> _Written instruction_
Report every line of the items below that contains the string "front", treating case as significant.

Stored data entries
____________________

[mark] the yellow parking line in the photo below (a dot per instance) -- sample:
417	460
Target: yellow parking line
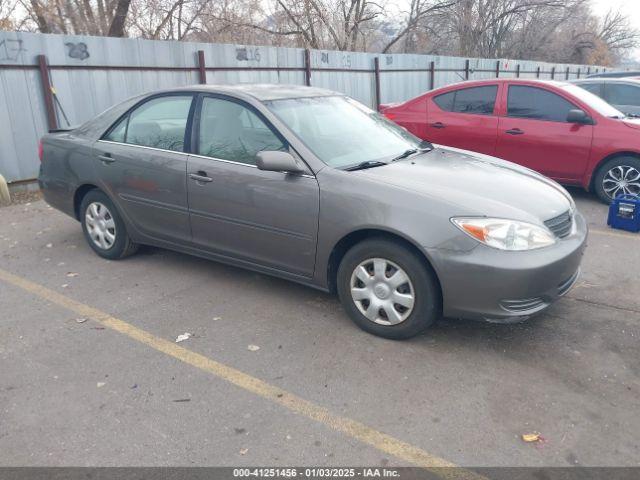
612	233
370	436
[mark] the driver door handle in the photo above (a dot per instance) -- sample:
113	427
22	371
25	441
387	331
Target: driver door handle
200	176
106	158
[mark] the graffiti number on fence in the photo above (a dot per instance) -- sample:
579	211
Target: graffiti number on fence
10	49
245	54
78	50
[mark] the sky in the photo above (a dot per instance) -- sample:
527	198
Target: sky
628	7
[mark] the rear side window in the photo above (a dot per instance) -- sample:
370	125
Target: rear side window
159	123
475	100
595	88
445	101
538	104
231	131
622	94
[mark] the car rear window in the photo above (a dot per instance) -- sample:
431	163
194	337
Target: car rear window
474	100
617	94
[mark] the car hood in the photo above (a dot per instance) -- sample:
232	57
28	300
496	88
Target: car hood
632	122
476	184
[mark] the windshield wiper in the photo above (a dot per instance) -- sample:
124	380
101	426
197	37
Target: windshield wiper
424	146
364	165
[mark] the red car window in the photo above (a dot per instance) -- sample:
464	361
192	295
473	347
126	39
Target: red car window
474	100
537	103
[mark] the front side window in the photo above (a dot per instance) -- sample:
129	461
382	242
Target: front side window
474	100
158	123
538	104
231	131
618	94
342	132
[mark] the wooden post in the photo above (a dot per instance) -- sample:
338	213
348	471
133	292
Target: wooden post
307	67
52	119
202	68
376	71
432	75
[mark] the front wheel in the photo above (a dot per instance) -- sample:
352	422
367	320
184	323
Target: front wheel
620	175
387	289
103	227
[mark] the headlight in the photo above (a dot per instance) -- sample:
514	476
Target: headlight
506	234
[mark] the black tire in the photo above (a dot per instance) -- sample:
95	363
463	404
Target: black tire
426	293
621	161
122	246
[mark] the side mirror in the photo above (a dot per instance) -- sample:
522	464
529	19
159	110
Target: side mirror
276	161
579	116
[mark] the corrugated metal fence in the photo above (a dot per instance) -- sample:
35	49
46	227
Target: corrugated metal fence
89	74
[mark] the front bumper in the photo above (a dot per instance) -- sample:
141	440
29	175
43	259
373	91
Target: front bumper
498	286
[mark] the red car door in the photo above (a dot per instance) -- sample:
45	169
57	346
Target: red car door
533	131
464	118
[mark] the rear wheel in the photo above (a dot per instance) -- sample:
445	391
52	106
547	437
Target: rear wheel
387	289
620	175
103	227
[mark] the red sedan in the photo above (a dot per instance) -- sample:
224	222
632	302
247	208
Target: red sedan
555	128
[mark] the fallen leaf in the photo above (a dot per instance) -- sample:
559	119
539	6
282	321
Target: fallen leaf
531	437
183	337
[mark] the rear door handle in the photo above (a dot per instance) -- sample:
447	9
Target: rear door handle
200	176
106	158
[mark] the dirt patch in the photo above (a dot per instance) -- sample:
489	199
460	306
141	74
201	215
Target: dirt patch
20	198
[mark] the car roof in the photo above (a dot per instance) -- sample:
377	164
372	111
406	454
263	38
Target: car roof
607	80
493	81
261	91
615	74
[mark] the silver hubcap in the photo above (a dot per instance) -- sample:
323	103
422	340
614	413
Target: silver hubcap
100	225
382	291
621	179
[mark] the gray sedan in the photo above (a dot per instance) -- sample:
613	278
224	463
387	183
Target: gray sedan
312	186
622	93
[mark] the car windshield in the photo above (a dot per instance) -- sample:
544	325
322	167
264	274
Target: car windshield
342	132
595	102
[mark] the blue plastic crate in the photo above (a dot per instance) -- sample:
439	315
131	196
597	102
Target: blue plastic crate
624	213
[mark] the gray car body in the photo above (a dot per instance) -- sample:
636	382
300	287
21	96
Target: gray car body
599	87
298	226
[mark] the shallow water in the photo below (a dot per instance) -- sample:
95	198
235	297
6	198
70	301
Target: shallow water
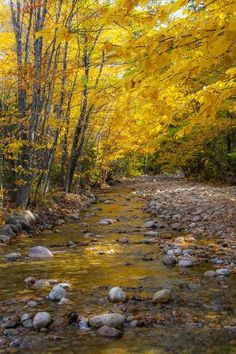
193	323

____________________

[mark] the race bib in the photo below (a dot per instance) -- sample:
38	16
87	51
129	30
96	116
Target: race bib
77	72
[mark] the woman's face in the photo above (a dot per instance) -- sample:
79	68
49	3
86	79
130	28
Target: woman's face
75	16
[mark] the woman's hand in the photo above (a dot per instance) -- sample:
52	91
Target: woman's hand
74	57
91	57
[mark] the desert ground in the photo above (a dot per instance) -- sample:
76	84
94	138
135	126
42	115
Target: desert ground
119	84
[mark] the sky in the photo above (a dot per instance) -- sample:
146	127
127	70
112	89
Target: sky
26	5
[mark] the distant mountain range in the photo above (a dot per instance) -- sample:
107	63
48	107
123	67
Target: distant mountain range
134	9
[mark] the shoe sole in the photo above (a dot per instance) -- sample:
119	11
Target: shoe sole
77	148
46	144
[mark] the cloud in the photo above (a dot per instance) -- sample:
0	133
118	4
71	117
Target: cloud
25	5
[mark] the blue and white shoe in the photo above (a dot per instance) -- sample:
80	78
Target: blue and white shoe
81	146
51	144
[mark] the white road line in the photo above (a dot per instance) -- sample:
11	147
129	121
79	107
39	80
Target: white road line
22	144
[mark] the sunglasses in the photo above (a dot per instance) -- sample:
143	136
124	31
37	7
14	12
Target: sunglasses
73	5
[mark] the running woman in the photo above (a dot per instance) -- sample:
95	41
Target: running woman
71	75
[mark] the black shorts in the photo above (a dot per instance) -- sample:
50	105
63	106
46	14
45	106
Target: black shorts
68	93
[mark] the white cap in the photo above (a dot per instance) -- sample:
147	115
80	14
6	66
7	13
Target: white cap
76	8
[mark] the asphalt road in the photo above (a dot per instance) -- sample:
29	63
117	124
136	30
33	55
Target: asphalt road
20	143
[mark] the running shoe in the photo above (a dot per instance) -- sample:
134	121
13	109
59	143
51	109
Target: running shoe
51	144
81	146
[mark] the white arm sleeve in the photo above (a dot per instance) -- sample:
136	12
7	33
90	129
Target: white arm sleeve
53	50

____________________

> _Answer_
[mark] the front side window in the photo above (a dot per instance) -- sample:
Target: front side window
[mark] the front wheel in the photo above (a dot per instance) -- sample:
Target: front wheel
[mark] the front bumper in the photo above (a dot per instance) -- sample:
Target: front bumper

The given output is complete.